EXERCISE GOAL:
Copy the essay on the body word for word, starting at "When the nurse" and ending at "before I die.".

SUPPLIED TEXT:
════════════════════

I came back into the ordinary realm of my senses, and found that it and I has been transfigured and transformed. Waves of physical and metaphysical vertigo moved through me.
When the nurse returned he told me that my systolic blood pressure had dropped 70 points and my diastolic blood pressure had dropped 20 points over the course of 45 minutes.
—
A year out, I am physically stronger and more vital than I have ever been — and I am also awash with the grief of realizing the thousand small and large betrayals of myself that delayed my journey this far. Some of those betrayals continue and others bear a lingering toll. And for the first time in this lifetime I feel both the hope and the deep desire that I can come fully to life long before I die.
As a child and a young adult, lost in a world of sensory overwhelm and a culture that made no sense to me, and a body that struggled with breath, I retreated entirely into the world of the mind. In my thirties, the plants finally began to give me my breath, and my breath began to bring me into my body, and that body wanted to move. Being a descendant of tall, strong men of Kerry stock, I found that my body had a latent capacity and affinity for moving heavy things, and weight lifting began to invite me into deeper embodiment.
In the decade and a half since, I have had moments of feeling fully in this body in this world when I have been at the gym or walking alone in the woods or paddling in a kayak on a quiet cove. And I have awakened a deep intuition for how life and sensation flow in the bodies of others.
But I have resisted believing that I am worthy of being fully embodied all the time, or that my body can experience and express its own beauty and strength and vibrant health. I have trained my body in the gym in part because of the pleasure of lifting and the pride of progression — but also with my highest hope being that I could push my body somewhere into the outer range of the limits of acceptability.
But the life in me, the gift and hope of my ancestors, knows that this body is a bridge connecting them to my descendants, and that across this bridge travels a caravan laden with precious remnants of the worlds they loved. It is long past time to treat this body in a manner according that noble purpose. And that requires a belief that the organic expression that life wants to find can emerge in the fullness of its expression in the form and the experience of this body.

════════════════════

DATASET ENTRIES:
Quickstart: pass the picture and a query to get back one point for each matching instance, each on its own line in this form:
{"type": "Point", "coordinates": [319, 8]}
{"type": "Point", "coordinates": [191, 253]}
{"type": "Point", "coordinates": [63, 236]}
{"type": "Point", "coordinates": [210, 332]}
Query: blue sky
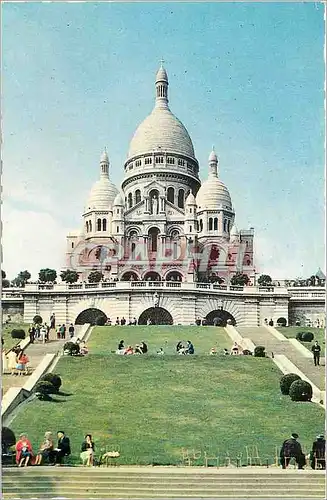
{"type": "Point", "coordinates": [246, 77]}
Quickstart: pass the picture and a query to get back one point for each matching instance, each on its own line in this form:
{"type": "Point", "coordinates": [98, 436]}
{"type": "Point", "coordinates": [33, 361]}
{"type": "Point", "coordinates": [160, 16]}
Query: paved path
{"type": "Point", "coordinates": [261, 336]}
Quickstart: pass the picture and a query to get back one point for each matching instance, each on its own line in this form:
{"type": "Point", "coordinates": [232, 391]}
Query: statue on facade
{"type": "Point", "coordinates": [154, 205]}
{"type": "Point", "coordinates": [156, 299]}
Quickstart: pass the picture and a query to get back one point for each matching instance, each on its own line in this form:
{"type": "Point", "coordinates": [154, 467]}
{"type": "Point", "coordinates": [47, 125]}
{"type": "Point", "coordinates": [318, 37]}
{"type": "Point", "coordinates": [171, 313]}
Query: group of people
{"type": "Point", "coordinates": [16, 361]}
{"type": "Point", "coordinates": [122, 322]}
{"type": "Point", "coordinates": [182, 349]}
{"type": "Point", "coordinates": [47, 452]}
{"type": "Point", "coordinates": [141, 348]}
{"type": "Point", "coordinates": [291, 448]}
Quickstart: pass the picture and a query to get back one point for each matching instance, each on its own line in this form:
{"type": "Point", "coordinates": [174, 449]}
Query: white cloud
{"type": "Point", "coordinates": [31, 240]}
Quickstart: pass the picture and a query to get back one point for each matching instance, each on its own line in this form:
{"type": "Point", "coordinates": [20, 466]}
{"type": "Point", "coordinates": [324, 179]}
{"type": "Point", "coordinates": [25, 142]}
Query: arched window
{"type": "Point", "coordinates": [133, 246]}
{"type": "Point", "coordinates": [181, 198]}
{"type": "Point", "coordinates": [171, 195]}
{"type": "Point", "coordinates": [137, 196]}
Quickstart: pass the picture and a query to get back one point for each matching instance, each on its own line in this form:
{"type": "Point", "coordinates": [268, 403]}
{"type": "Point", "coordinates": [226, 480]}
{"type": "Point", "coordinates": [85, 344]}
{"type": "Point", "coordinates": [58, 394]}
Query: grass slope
{"type": "Point", "coordinates": [319, 334]}
{"type": "Point", "coordinates": [153, 406]}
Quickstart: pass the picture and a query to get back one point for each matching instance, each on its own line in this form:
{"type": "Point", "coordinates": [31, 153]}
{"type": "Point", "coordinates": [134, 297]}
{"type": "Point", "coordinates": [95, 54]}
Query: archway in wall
{"type": "Point", "coordinates": [174, 276]}
{"type": "Point", "coordinates": [152, 276]}
{"type": "Point", "coordinates": [90, 316]}
{"type": "Point", "coordinates": [156, 316]}
{"type": "Point", "coordinates": [129, 276]}
{"type": "Point", "coordinates": [219, 317]}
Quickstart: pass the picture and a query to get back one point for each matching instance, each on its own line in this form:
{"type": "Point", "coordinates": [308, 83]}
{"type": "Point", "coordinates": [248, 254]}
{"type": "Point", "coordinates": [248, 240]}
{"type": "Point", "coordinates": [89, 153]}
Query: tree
{"type": "Point", "coordinates": [21, 279]}
{"type": "Point", "coordinates": [95, 277]}
{"type": "Point", "coordinates": [69, 276]}
{"type": "Point", "coordinates": [265, 280]}
{"type": "Point", "coordinates": [239, 279]}
{"type": "Point", "coordinates": [46, 275]}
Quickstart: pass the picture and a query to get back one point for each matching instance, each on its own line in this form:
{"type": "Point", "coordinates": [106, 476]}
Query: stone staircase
{"type": "Point", "coordinates": [261, 336]}
{"type": "Point", "coordinates": [161, 482]}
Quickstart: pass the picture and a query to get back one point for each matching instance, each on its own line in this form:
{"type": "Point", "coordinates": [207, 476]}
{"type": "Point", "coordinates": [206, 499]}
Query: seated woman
{"type": "Point", "coordinates": [46, 449]}
{"type": "Point", "coordinates": [87, 451]}
{"type": "Point", "coordinates": [22, 361]}
{"type": "Point", "coordinates": [235, 349]}
{"type": "Point", "coordinates": [24, 451]}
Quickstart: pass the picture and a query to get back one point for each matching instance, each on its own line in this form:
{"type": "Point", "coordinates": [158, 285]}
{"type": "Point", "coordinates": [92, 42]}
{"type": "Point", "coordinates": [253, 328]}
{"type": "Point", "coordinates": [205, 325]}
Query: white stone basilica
{"type": "Point", "coordinates": [164, 224]}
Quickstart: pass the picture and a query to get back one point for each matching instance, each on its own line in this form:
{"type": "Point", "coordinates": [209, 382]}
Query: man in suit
{"type": "Point", "coordinates": [291, 448]}
{"type": "Point", "coordinates": [318, 452]}
{"type": "Point", "coordinates": [63, 448]}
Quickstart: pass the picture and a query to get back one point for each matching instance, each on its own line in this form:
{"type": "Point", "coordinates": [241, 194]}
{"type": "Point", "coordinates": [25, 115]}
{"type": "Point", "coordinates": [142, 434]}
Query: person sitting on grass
{"type": "Point", "coordinates": [24, 451]}
{"type": "Point", "coordinates": [144, 347]}
{"type": "Point", "coordinates": [46, 449]}
{"type": "Point", "coordinates": [63, 448]}
{"type": "Point", "coordinates": [87, 451]}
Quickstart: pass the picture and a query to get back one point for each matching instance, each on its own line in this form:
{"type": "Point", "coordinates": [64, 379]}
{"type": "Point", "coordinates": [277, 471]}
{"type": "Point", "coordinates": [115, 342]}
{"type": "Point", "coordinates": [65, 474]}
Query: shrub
{"type": "Point", "coordinates": [301, 390]}
{"type": "Point", "coordinates": [71, 348]}
{"type": "Point", "coordinates": [307, 337]}
{"type": "Point", "coordinates": [43, 389]}
{"type": "Point", "coordinates": [259, 351]}
{"type": "Point", "coordinates": [37, 320]}
{"type": "Point", "coordinates": [54, 379]}
{"type": "Point", "coordinates": [100, 320]}
{"type": "Point", "coordinates": [286, 381]}
{"type": "Point", "coordinates": [18, 334]}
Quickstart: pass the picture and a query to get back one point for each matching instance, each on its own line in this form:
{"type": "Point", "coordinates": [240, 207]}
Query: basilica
{"type": "Point", "coordinates": [163, 223]}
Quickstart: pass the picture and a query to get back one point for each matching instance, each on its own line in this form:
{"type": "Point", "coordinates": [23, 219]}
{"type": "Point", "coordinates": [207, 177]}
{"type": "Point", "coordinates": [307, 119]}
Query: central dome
{"type": "Point", "coordinates": [161, 130]}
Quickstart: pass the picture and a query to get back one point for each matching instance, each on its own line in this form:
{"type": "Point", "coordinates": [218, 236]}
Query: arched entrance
{"type": "Point", "coordinates": [156, 316]}
{"type": "Point", "coordinates": [91, 316]}
{"type": "Point", "coordinates": [129, 276]}
{"type": "Point", "coordinates": [152, 276]}
{"type": "Point", "coordinates": [219, 317]}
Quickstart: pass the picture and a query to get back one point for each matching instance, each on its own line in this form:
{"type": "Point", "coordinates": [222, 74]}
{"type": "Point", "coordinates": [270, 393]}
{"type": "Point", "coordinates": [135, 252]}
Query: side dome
{"type": "Point", "coordinates": [102, 195]}
{"type": "Point", "coordinates": [213, 194]}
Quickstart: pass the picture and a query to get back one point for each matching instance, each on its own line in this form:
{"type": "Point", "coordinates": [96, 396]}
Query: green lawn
{"type": "Point", "coordinates": [6, 333]}
{"type": "Point", "coordinates": [319, 334]}
{"type": "Point", "coordinates": [152, 406]}
{"type": "Point", "coordinates": [105, 339]}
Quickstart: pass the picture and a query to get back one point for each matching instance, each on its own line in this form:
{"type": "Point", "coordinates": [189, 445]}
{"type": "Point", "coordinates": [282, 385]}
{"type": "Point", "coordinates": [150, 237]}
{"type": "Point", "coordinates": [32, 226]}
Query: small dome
{"type": "Point", "coordinates": [213, 194]}
{"type": "Point", "coordinates": [104, 157]}
{"type": "Point", "coordinates": [119, 200]}
{"type": "Point", "coordinates": [190, 200]}
{"type": "Point", "coordinates": [102, 195]}
{"type": "Point", "coordinates": [213, 157]}
{"type": "Point", "coordinates": [161, 75]}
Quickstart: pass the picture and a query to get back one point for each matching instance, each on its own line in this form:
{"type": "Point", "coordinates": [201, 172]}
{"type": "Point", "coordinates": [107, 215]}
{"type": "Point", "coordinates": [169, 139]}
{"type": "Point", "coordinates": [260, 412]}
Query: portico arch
{"type": "Point", "coordinates": [90, 316]}
{"type": "Point", "coordinates": [156, 316]}
{"type": "Point", "coordinates": [220, 317]}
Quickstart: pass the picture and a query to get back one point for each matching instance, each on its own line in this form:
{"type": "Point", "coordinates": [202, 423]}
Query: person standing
{"type": "Point", "coordinates": [71, 330]}
{"type": "Point", "coordinates": [317, 455]}
{"type": "Point", "coordinates": [63, 448]}
{"type": "Point", "coordinates": [316, 349]}
{"type": "Point", "coordinates": [291, 448]}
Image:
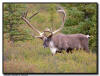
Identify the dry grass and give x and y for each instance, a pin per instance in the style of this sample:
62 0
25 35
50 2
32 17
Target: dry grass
31 57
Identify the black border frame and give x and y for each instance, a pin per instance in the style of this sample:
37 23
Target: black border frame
97 53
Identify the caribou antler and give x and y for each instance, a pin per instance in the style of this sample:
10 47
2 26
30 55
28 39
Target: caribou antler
61 10
28 23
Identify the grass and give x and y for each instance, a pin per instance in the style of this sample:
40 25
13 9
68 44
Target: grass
31 57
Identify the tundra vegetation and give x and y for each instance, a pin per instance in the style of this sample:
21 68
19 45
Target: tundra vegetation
23 53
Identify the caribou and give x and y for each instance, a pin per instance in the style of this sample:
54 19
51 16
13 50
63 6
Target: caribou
59 42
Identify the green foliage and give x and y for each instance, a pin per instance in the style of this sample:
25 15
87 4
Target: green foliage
31 57
12 22
81 18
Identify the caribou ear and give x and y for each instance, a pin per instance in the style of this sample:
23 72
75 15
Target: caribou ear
50 35
39 37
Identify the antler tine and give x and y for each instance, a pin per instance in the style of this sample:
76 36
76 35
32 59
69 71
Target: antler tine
34 14
61 10
26 13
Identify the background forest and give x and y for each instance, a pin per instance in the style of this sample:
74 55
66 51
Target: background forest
25 54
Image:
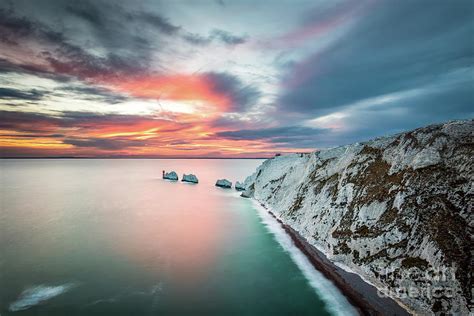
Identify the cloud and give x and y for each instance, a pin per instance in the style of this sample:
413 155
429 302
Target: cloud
376 58
218 35
92 93
104 143
297 136
242 96
15 94
228 38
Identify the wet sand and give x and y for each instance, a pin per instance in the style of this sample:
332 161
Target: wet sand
360 293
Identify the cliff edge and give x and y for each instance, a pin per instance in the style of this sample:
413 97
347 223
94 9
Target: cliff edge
395 210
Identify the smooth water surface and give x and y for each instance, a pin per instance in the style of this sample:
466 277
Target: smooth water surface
110 237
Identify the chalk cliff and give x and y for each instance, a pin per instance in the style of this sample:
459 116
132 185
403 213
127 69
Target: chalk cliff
396 210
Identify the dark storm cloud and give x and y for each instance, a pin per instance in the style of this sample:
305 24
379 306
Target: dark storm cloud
92 93
36 122
228 38
218 35
243 96
124 50
15 94
106 144
395 46
295 136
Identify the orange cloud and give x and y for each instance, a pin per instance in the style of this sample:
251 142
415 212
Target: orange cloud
179 87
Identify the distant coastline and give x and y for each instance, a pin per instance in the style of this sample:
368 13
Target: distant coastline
127 157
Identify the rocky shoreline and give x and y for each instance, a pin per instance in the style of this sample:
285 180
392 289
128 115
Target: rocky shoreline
362 295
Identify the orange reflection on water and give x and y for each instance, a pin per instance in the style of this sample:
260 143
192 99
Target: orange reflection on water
179 235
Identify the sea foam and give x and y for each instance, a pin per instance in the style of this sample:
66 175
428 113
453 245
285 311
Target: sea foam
36 294
336 302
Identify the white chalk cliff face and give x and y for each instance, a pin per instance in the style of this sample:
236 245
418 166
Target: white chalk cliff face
396 210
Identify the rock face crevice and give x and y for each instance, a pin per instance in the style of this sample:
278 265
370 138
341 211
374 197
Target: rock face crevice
396 210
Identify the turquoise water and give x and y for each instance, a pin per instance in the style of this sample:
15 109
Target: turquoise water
110 237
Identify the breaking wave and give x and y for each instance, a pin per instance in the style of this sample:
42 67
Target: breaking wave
336 302
37 294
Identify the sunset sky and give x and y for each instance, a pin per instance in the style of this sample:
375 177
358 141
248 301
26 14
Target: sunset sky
226 78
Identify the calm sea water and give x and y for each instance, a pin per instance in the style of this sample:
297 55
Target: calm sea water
110 237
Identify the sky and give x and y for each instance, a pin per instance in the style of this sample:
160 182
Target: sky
221 78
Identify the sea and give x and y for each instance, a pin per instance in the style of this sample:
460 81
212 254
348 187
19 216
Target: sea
111 237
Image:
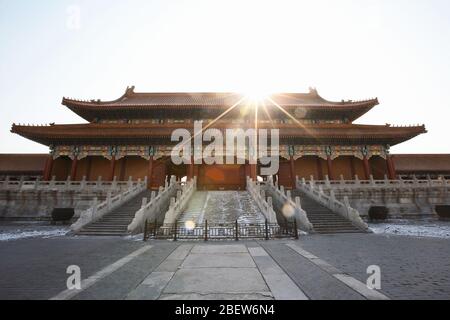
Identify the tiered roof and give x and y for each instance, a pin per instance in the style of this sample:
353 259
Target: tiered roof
150 105
134 105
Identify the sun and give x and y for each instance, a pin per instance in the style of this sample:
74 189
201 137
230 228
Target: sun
256 95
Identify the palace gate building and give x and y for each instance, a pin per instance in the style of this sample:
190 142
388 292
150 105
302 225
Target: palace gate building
131 136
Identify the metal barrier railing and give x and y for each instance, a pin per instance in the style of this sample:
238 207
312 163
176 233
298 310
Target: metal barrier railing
229 231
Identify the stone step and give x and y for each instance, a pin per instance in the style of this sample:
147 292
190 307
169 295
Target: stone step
116 223
324 220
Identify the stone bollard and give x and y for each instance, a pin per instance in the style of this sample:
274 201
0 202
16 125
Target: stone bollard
327 181
332 195
298 202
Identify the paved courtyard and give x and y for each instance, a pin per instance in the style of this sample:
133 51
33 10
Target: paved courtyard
314 267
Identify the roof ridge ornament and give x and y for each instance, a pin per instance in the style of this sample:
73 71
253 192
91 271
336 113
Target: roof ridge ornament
313 91
130 90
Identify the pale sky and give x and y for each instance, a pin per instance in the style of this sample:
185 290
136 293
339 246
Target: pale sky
396 50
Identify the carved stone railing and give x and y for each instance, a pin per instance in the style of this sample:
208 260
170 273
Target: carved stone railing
154 207
263 203
179 204
382 184
285 199
67 185
402 198
98 210
329 201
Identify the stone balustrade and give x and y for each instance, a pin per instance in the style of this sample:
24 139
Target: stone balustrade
179 204
67 185
153 208
402 198
284 200
344 208
98 210
384 184
264 204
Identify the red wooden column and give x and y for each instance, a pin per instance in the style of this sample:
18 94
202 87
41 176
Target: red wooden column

════════════════════

RESULT FOR THIS TASK:
When the nurse returned he told me that my systolic blood pressure had dropped 70 points and my diastolic blood pressure had dropped 20 points over the course of 45 minutes.
—
A year out, I am physically stronger and more vital than I have ever been — and I am also awash with the grief of realizing the thousand small and large betrayals of myself that delayed my journey this far. Some of those betrayals continue and others bear a lingering toll. And for the first time in this lifetime I feel both the hope and the deep desire that I can come fully to life long before I die.